## What is required
For each line below, write it out exactly as it appears.

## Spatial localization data
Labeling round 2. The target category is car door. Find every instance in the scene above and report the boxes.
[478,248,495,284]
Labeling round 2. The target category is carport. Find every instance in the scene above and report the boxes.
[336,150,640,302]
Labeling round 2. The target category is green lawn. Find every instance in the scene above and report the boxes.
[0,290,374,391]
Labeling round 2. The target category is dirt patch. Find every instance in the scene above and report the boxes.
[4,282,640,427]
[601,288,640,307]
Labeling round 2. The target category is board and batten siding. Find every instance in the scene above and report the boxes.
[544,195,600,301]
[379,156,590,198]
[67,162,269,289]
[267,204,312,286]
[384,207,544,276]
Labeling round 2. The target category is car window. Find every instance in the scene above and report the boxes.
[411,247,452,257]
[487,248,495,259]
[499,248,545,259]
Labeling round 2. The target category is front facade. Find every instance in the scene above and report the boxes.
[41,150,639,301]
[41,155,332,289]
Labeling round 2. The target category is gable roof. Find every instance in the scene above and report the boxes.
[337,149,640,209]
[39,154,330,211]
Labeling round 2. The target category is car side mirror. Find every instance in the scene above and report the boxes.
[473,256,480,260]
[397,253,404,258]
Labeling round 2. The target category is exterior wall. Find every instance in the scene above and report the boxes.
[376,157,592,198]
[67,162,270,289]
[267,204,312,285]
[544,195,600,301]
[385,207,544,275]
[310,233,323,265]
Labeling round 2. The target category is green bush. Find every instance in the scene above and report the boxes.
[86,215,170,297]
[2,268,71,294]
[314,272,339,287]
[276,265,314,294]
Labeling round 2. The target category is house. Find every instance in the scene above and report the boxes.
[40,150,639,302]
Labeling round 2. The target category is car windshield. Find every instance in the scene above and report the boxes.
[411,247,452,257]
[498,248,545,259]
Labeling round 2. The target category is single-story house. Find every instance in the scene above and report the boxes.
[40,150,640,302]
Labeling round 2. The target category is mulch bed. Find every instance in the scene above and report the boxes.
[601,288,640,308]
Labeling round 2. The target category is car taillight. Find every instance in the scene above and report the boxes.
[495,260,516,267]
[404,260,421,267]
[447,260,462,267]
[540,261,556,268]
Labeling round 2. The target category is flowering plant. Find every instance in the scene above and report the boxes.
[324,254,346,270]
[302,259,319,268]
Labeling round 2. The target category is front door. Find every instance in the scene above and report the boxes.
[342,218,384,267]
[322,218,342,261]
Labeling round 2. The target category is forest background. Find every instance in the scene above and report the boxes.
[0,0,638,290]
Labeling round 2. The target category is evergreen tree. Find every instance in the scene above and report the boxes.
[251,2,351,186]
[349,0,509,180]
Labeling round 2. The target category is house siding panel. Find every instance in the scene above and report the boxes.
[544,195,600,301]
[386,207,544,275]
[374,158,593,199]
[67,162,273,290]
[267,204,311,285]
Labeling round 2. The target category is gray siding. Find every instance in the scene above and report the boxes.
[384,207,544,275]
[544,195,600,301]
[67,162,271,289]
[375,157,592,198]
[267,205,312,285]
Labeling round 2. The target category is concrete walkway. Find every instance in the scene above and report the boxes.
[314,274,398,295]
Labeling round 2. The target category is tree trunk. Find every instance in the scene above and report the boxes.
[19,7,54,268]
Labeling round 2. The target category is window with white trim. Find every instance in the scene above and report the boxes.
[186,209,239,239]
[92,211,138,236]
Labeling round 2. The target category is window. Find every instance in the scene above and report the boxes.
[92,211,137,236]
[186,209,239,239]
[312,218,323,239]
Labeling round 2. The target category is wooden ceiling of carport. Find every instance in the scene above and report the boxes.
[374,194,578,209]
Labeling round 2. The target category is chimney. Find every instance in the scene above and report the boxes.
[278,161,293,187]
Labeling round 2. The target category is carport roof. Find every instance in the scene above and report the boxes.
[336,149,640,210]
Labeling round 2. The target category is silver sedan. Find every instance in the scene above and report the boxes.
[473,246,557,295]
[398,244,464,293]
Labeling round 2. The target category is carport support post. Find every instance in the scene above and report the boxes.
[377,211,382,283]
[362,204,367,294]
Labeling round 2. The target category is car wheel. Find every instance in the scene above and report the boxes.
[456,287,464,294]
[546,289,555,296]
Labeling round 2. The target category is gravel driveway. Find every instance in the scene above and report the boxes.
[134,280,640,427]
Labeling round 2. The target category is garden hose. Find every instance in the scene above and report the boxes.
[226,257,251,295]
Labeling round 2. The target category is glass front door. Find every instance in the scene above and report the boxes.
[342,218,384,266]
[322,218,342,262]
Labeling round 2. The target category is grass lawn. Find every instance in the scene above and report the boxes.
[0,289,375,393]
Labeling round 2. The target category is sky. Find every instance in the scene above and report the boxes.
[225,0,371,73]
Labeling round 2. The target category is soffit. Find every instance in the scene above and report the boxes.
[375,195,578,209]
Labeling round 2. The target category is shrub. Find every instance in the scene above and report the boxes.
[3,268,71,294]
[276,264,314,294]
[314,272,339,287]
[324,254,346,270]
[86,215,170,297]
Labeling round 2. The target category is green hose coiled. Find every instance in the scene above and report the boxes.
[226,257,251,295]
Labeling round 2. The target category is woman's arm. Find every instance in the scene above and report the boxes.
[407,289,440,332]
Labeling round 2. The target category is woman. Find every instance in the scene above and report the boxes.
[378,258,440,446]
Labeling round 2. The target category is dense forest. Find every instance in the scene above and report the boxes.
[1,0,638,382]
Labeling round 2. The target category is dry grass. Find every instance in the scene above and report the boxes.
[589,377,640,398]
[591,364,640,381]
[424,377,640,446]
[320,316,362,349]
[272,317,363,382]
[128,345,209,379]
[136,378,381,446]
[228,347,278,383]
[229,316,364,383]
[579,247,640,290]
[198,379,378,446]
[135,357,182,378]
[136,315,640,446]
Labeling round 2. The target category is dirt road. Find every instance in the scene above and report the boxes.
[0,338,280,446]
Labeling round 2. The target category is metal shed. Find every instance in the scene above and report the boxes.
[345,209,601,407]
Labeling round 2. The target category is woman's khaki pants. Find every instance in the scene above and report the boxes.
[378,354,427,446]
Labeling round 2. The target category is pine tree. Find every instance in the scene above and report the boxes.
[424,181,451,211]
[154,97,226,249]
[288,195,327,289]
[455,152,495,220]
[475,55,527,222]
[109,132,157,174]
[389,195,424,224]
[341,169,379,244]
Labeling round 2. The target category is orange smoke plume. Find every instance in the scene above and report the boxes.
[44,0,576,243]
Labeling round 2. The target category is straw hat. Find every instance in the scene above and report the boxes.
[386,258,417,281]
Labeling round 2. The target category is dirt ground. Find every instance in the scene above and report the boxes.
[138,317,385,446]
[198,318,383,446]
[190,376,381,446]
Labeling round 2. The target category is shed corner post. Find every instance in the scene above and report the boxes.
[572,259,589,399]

## Your response
Labeling round 2. The target category is car door. Find every instance in the scene above and report the boxes.
[478,248,495,284]
Labeling round 2. The target category is carport. Find every instance in the scene above and report the boxes.
[336,150,640,302]
Labeling round 2. The target category is green lawn. Find every instance in the scene above and report the boxes.
[0,290,374,391]
Labeling round 2. The target category is dirt patch. Find every instance in the scene above and report the boxes.
[4,282,640,427]
[601,288,640,307]
Labeling round 2. The target category is board and batten siding. Find every instance in the scene above and report the boxes.
[544,195,600,301]
[379,156,590,198]
[67,162,269,289]
[267,204,312,286]
[384,207,544,276]
Labeling round 2. The target category is car window. Find every instance in the scene above and report the boxes.
[411,247,452,257]
[487,248,495,259]
[499,248,545,259]
Labeling round 2. The target category is front facade. Find every instance in the scene above and report the boxes.
[41,150,639,301]
[41,155,332,289]
Labeling round 2. The target category is gable roof. Find every instance in the scene above and report the boxes.
[337,149,640,209]
[39,154,330,211]
Labeling round 2. The target category is car side mirror. Find every instance in the scene above and report the boxes.
[473,256,480,260]
[397,253,404,258]
Labeling round 2. The target category is exterior wall. Find every instance in the scene above and report the boxes.
[376,157,592,198]
[67,162,270,289]
[267,204,312,285]
[544,195,600,301]
[385,207,544,275]
[310,233,323,265]
Labeling round 2. The target category is green bush. Find every instance in the scene above and report the boxes.
[86,215,170,297]
[2,268,71,294]
[314,272,339,287]
[276,265,314,294]
Labeling round 2. The target category is house. Find every instance in the scene above and report the boxes.
[40,150,639,302]
Labeling round 2. The target category is car windshield. Find every instance in the scene above and report the boxes.
[411,247,452,257]
[498,248,545,259]
Labeling round 2. The target category is single-story house. Find every instance in the scene above and report the boxes.
[40,150,640,302]
Labeling round 2. The target category is mulch bed. Find every instance in the scene above and report the boxes.
[601,288,640,308]
Labeling round 2. The target category is car taillight. Find every instance in the scene above and report the boxes.
[495,260,516,267]
[404,260,421,267]
[447,260,462,267]
[540,261,556,268]
Labeling round 2. The target category is flowering plant. Find every instance in the scene above and report the boxes.
[324,254,346,270]
[302,259,319,268]
Labeling round 2. The target category is front door. Find every instance in the scene above and report the boxes.
[342,218,384,267]
[322,218,342,261]
Labeling round 2. The target category is forest background. Find every instance in the scene above and report the boxes.
[0,0,638,290]
Labeling round 2. The target category is evergreen tree. Find every instance in the scene above and report the boxes.
[251,2,351,186]
[349,0,509,180]
Labeling round 2. The target category is house siding panel. Find every instance in the scene above and report the boxes.
[544,195,600,301]
[386,207,544,275]
[374,158,593,199]
[67,162,273,290]
[267,204,311,285]
Labeling round 2. The target category is gray siding. Find every instance in the scene above and report the boxes.
[384,207,544,275]
[544,195,600,301]
[67,162,271,289]
[375,157,592,198]
[267,205,312,285]
Labeling round 2. The target category is concrete walkway. Find every instance in the scene above and report the boxes.
[314,274,398,295]
Labeling round 2. The target category is tree trunk. Find every instance in the scene above and report the boxes.
[19,7,54,268]
Labeling round 2. The target category is window with white trim. Find every instance in the scene above and report the boxes.
[186,209,239,239]
[92,211,138,236]
Labeling round 2. The target category is window. Find every instance in the scene above and report the boxes.
[92,211,137,236]
[186,209,239,239]
[312,218,323,239]
Labeling round 2. The target category is wooden ceiling of carport. Find every instance in the scene above and report the boxes.
[374,194,578,209]
Labeling round 2. The target category is chimney. Find every instance in the scene above and report the boxes.
[278,161,293,187]
Labeling round 2. The target category is carport roof. Find every instance in the scene above and report the boxes.
[336,149,640,210]
Labeling round 2. The target category is silver sedan. Find every instance in the scene above and report the boxes.
[473,246,557,295]
[398,244,464,293]
Labeling round 2. The target category is carport support post. Find every instance in the scene above and report the boxes.
[377,211,382,283]
[362,204,367,294]
Labeling round 2. The target category is car wheel. Find every instance in the scene above and report the boxes.
[456,287,464,294]
[546,289,555,296]
Labeling round 2. The target category is gravel driveway. Find every instance in the scene above and report the boxes.
[134,280,640,427]
Labeling round 2. The target category is garden hose. Find every instance in the scene above and report the boxes.
[226,257,251,295]
Labeling round 2. The target category is glass front door. Find every instance in the scene above and report the boxes.
[342,218,384,266]
[322,218,342,262]
Labeling round 2. The target category is grass lawn. Find every instance in the scene above and report the boxes.
[0,289,375,393]
Labeling round 2. The target category is sky. Find every instance in the scene above and report the boxes.
[225,0,371,73]
Labeling round 2. The target category is soffit. Find every instance in the scene above and report the boxes.
[375,195,578,209]
Labeling round 2. The target category is shrub. Find every instance in the scene above and report the boxes.
[3,268,71,294]
[276,264,314,294]
[314,272,339,287]
[324,254,346,270]
[86,215,170,297]
Labeling round 2. The target category is green hose coiled. Find every instance in the scene above and report the boxes.
[226,257,251,295]
Labeling round 2. The target category is woman's arm. Find every instance in the scene above and report the boxes.
[407,289,440,332]
Labeling round 2. The target category is woman. Find every instance in the scene above and report the boxes.
[378,258,440,446]
Labeling round 2. The target category is dense forest. Find every instance in the scene above and report the boxes.
[1,0,638,382]
Labeling round 2. The target category is dry grass. Find every instance in the scene above and report the boxes.
[589,377,640,398]
[591,364,640,381]
[424,377,640,446]
[320,316,362,349]
[272,317,363,382]
[128,345,209,379]
[136,378,381,446]
[228,347,278,383]
[229,316,364,383]
[579,247,640,290]
[198,379,378,446]
[135,357,182,378]
[136,315,640,446]
Labeling round 2. The target category is dirt road. Find every instance in the scene above and report the boxes.
[0,338,280,446]
Labeling round 2. The target category is metal shed. Find every instance in the scene above and report the boxes.
[345,209,601,407]
Labeling round 2. The target category is woman's khaki pants. Find every instance in the scene above and report the boxes.
[378,354,427,446]
Labeling round 2. The target category is pine tree. Find every instance in the scene above and report the boxes.
[424,181,451,211]
[154,97,226,249]
[288,195,327,289]
[455,152,495,220]
[475,55,527,222]
[109,132,157,174]
[389,195,424,224]
[341,169,379,244]
Labeling round 2. The target category is orange smoke plume. Find every instance in the scene above and report the boxes.
[44,0,576,243]
Labeling round 2. The target category is straw hat. Find every instance in the scene above and report the boxes.
[386,258,417,281]
Labeling round 2. The target category is dirt ground. Find every instance in the scene above and report the boxes.
[138,317,385,446]
[198,318,383,446]
[190,376,381,446]
Labeling round 2. The target category is shed corner post. Find every instance in the scene above and report the boxes.
[572,259,589,399]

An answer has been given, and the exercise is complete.